# ARTICLE:
::::::::
2-8 July 1917

  • By Mark Sutcliffe
  • 08 Jul, 2017
The government, under siege and virtually without armed defenders, sat as if paralyzed. It was its good fortune that the Minister of Justice took matters into his own hands and released to the press a small part of the evidence in his possession on Bolshevik dealings with the Germans. The information, which quickly reached the garrison troops, produced on them an electrifying effect. In the late afternoon, army units reached Taurida Palace ready to make short shrift of the Bolsheviks and their followers. The mutineers, along with sympathetic workers, ran for cover. By nightfall, the putsch was over.
(Richard Pipes, A Concise History of the Russian Revolution, London 1995)

2 July


Report in The Sunday Times
According to a cable from Petrograd, the Russian offensive is having a favourable effect on the general political situation. The leaders of the social revolutionaries and the Minimalists – who represent the bulk of the Russian Socialists – advocate the necessity of supporting the offensive and suppressing anarchy. The hopes of many Russian Socialists, who expected the German Socialists to accept the Russian peace terms, have been disappointed in consequence of which they, too, have changed their attitude to the offensive, says the Central News. On the other hand, the Bolsheviki, who have been connected with the Anarchists, have recently lost ground owing to the compromising relations of the latter with spies and criminals.
(Report in The Sunday Times)

3 July

Report in The Times
Owing to the general satisfaction now prevailing here the efforts of extremist agitators to unite the population against the Government and against the continuance of the war seem likely to result in total failure.
('Extremists at a Discount', The Times, from our own correspondent, Odessa)

4 July

Memoir by the Menshevik Nikolai Sukhanov
I went out into the street around 11 o’clock. At the first glance it was obvious that the disorders had begun again. Clusters of people were collecting everywhere and arguing violently. Half the shops were shut. The trams had not been running since 8 o’clock that morning.
(N.N. Sukhanov, The Russian Revolution 1917: a Personal Record, Oxford 1955)

Diary entry of Joshua Butler Wright, Counselor of the American Embassy, Petrograd
Today seemed like a repetition of revolutionary days. The ‘Bolsheviks’, or extreme and anarchistic side, are in open revolt and up to late in the afternoon were in almost complete control of the city. Kronstadt sent its quota of sailors, too, which made matters very ugly and at 3.00 PM, as dangerous a mob as I ever hope to see – composed of half-drunken sailors, mutinous soldiers and armed civilians – paraded through our street, threatening people at the windows, and drinking openly from bottles.
::::::::
# EXTRACTED RECORDS:
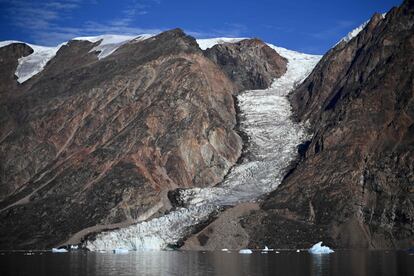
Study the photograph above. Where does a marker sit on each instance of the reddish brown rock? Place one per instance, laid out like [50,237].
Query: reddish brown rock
[250,63]
[93,141]
[89,144]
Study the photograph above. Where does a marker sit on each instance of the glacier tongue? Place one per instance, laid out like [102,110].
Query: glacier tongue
[273,138]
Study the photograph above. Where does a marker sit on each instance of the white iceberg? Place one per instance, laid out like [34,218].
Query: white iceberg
[120,251]
[266,249]
[245,251]
[59,250]
[320,249]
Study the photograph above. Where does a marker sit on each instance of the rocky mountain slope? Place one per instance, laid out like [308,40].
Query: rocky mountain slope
[94,141]
[354,186]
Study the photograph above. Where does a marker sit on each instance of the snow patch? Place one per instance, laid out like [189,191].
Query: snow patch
[320,249]
[110,43]
[206,43]
[35,63]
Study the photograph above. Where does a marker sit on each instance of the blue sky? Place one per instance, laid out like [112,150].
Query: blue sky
[303,25]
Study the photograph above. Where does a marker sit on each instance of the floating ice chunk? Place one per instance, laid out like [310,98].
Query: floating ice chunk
[120,251]
[266,249]
[320,249]
[59,250]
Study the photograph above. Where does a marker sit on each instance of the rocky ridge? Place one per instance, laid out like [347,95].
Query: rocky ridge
[91,143]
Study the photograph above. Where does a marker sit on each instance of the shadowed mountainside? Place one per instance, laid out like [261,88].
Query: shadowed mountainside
[95,144]
[354,185]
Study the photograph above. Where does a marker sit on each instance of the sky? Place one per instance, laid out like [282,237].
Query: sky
[310,26]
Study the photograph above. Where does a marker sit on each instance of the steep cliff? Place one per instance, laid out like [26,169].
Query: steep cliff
[354,186]
[250,63]
[95,143]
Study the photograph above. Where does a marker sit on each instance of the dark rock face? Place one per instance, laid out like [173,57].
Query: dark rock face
[355,185]
[92,144]
[250,63]
[93,141]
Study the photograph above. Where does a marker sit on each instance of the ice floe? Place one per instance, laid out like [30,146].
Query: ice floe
[59,250]
[320,249]
[245,251]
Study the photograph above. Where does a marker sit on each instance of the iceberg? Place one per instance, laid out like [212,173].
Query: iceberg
[245,251]
[120,251]
[59,250]
[266,249]
[320,249]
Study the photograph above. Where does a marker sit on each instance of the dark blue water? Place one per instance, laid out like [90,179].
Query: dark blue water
[289,263]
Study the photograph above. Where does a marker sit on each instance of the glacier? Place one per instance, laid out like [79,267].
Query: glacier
[273,139]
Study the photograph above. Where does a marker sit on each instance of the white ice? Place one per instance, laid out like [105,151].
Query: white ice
[320,249]
[120,251]
[245,251]
[59,250]
[110,43]
[274,136]
[205,43]
[34,63]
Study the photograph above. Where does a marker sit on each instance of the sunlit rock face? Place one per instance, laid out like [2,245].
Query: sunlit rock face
[92,142]
[250,63]
[273,136]
[354,186]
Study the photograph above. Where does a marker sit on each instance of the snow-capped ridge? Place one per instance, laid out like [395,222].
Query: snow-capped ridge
[34,63]
[205,43]
[356,31]
[110,43]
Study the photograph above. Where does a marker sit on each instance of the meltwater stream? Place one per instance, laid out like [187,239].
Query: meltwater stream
[273,139]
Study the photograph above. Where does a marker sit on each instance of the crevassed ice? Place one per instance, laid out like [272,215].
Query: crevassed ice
[274,137]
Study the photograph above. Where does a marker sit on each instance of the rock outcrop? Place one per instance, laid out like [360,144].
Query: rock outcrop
[89,144]
[250,63]
[354,186]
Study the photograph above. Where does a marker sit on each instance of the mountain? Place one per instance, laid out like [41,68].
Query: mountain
[96,131]
[353,187]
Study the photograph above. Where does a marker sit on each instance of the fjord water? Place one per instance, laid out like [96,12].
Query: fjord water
[292,263]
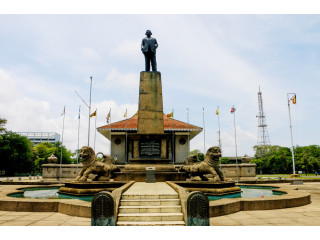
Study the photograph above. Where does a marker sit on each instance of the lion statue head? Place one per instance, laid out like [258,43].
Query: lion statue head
[87,154]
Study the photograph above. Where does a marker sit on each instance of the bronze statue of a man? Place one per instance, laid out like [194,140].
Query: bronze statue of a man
[148,48]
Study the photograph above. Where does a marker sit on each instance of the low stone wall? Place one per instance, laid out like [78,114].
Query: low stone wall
[52,170]
[75,207]
[245,170]
[70,171]
[292,198]
[183,195]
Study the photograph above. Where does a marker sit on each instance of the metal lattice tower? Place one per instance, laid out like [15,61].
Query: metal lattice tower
[263,136]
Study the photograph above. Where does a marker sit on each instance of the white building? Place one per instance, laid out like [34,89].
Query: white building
[39,137]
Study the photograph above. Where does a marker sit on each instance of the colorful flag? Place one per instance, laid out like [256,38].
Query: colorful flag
[64,111]
[94,113]
[170,115]
[108,116]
::::::::
# JOB 1:
According to the Sunday Times report in the article on 2–8 July 1917, why did many Russian Socialists change their attitude to the offensive?
# JOB 2:
Echo word for word the passage of the article on 2–8 July 1917 that opens with the words containing "(Report in The" and closes with "own correspondent, Odessa)".
# JOB 3:
Give what comes next in the article on 2–8 July 1917, picking up after its last sentence.
The rows aren't needed here.

# EXERCISE RESULT 1:
They had expected the German Socialists to accept the Russian peace terms. When that hope was disappointed, they too changed their attitude to the offensive.

# EXERCISE RESULT 2:
(Report in The Sunday Times)

3 July

Report in The Times
Owing to the general satisfaction now prevailing here the efforts of extremist agitators to unite the population against the Government and against the continuance of the war seem likely to result in total failure.
('Extremists at a Discount', The Times, from our own correspondent, Odessa)

# EXERCISE RESULT 3:
(Witness to Revolution: The Russian Revolution Diary and Letters of J. Butler Wright, London 2002)

Diary entry of Louis de Robien, attaché at the French Embassy
Liteiny Street was a heartrending sight: dead horses, their skins taut and shining from the shower that had just fallen, lay in the wet roadway between the pools of water, some of which were tinged with red … A lot of inquisitive people had already gathered to rob the horses of their harness, but we did not see any more armed men. Neither did we see any dead or wounded: we are told that there are a great number of them, which seems probable considering the number of horses killed.
(Louis de Robien, The Diary of a Diplomat in Russia 1917-1918, London 1969)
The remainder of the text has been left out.